**Items**

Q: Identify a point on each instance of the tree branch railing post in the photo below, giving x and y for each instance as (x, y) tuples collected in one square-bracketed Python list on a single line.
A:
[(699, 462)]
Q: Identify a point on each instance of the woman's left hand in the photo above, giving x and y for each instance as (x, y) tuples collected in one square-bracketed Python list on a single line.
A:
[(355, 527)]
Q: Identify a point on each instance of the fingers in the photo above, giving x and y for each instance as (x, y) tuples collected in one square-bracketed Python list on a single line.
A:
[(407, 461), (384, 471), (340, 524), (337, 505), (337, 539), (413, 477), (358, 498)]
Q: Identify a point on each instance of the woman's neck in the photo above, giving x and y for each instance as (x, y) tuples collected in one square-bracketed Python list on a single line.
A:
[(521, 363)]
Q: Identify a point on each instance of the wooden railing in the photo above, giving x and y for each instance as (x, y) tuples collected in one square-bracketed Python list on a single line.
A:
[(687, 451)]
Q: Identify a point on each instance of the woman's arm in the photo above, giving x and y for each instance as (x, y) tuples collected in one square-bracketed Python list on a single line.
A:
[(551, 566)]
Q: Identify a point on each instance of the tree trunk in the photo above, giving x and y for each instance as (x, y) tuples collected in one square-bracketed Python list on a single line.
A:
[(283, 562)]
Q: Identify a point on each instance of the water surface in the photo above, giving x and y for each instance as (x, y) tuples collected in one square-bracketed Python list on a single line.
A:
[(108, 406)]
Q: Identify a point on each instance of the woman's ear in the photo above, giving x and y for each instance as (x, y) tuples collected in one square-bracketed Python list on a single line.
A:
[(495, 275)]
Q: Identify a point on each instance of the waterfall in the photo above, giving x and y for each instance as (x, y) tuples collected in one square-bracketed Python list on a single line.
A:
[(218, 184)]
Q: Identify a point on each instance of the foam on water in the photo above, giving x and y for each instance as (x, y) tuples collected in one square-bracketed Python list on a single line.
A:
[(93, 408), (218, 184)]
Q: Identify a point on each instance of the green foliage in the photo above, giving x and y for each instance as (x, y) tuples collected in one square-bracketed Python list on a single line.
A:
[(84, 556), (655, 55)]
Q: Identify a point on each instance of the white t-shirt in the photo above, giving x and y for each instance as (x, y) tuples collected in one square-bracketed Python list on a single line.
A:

**Exercise prompt**
Write the items above out again, switching every "Identify" to "Locate" and leaving everything else unchanged.

**Exercise answer**
Q: Locate a point on each instance of the tree branch railing post in the photo below, giving x and y for each instance as (x, y) tuples collected in one square-bracketed Python list on a single line.
A:
[(699, 462)]
Q: Locate a point on each instance of the woman's left hand in the photo above, giving x and y for each instance as (x, y) tuples collected in one square-bracketed Python list on a single line.
A:
[(355, 527)]
Q: Locate a point on each instance of the fingers in the photo above, giving x and y for each instance as (x, y) tuples collected in one square-bracketed Python list on a single line.
A:
[(407, 461), (384, 471), (340, 524), (337, 505), (337, 539), (413, 477), (358, 498)]
Q: Locate a point on each instance of the woman's neck in the photo above, giving x and y for each instance as (x, y) tuples collected in one square-bracketed Python list on a single line.
A:
[(521, 363)]
Q: Locate a point on each instance of the wooden railing in the photo above, giving x and y for each instance as (x, y) tuples collected in one square-bracketed Python list on a single line.
A:
[(687, 451)]
Q: Locate a point on each instance of the woman's arm in the photo above, giving x and y for each instance as (x, y) tuples collected in one square-bracketed Python list on a single line.
A:
[(551, 566)]
Q: Locate a point on each instance of the tree trunk in the photo above, giving x and y for each instance as (x, y) tuples collected in one square-bracketed Python list on a single line.
A:
[(283, 562)]
Q: Locate a point on each instance of the water surface in the photo above, giving x and y for each instance as (x, y) tuples collected in one square-bracketed Python list on a single line.
A:
[(108, 406)]
Q: Locate a point on each instance of the woman's ear in the photo above, giving x and y for each instance as (x, y) tuples collected in one square-bracketed Python list on a single line.
A:
[(495, 275)]
Q: Locate a point on each instance of the waterfall in the photo above, giving x and y for each instance as (x, y) tuples collected in one square-bracketed Python list on a single line.
A:
[(218, 184)]
Q: Locate a point on each instance of the foam on water in the photo above, giving x and y for each instance as (x, y) tuples collected in one square-bracketed Python list on a single line.
A:
[(93, 408), (218, 184)]
Q: Locate a point on each instance of the green foliage in the photo above, giving x and y for each instance as (x, y) tuples collected in one square-bracketed Python list on a single line.
A:
[(84, 556), (655, 55)]
Q: Locate a point on each instance of the white t-shirt in the photo above, giving x and y for each instance as (x, y) tuples collected in one square-bracketed Python list on a single line.
A:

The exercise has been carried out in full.